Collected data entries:

# # # # #

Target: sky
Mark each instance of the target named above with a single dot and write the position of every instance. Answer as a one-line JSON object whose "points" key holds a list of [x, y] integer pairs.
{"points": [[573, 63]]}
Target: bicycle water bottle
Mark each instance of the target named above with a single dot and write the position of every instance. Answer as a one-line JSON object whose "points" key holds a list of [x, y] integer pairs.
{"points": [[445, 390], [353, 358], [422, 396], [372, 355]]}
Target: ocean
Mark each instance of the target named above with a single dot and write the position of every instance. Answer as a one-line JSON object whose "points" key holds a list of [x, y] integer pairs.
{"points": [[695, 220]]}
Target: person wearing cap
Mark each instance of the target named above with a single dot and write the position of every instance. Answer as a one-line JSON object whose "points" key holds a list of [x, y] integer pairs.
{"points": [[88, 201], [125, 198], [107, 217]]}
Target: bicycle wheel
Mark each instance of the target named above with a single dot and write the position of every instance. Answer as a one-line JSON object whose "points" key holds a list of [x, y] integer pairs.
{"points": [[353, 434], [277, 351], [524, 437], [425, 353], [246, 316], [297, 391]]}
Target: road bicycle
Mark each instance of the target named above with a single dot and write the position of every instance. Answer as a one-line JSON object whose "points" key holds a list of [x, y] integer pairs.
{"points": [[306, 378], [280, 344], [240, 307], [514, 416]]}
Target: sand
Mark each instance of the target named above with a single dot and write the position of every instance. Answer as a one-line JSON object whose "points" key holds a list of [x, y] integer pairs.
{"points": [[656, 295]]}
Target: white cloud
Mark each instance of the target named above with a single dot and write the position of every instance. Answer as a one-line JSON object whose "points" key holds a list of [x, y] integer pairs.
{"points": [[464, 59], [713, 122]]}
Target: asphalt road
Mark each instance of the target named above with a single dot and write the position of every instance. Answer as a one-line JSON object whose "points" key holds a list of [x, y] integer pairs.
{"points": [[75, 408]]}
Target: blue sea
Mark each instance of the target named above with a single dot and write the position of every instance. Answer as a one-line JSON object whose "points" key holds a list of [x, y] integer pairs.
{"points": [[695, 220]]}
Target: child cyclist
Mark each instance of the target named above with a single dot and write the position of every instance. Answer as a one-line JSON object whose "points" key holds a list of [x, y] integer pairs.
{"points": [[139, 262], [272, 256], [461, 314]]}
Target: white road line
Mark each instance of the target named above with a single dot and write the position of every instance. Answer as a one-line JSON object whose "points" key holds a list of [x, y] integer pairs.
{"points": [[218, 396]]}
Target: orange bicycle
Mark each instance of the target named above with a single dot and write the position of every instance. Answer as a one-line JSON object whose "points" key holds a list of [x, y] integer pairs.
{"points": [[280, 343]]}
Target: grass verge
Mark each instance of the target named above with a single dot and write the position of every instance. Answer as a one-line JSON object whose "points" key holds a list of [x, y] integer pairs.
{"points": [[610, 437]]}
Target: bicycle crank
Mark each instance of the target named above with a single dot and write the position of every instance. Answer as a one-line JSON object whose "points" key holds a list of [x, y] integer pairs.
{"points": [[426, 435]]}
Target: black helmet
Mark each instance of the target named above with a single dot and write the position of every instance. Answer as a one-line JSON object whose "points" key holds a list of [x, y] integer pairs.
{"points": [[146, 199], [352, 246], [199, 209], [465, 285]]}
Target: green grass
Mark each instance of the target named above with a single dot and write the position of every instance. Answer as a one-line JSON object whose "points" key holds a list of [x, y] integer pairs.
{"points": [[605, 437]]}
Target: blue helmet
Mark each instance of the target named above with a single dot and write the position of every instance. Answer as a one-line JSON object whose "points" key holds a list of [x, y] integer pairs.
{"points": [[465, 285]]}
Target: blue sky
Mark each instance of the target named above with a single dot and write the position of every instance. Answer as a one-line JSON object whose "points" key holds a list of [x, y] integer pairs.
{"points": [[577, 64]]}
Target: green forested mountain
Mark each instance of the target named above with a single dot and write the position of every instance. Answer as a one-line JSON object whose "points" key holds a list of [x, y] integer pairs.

# # # # #

If a line of the entries holds the word "grass", copy it out.

■ **Answer box**
Target: grass verge
Target: green grass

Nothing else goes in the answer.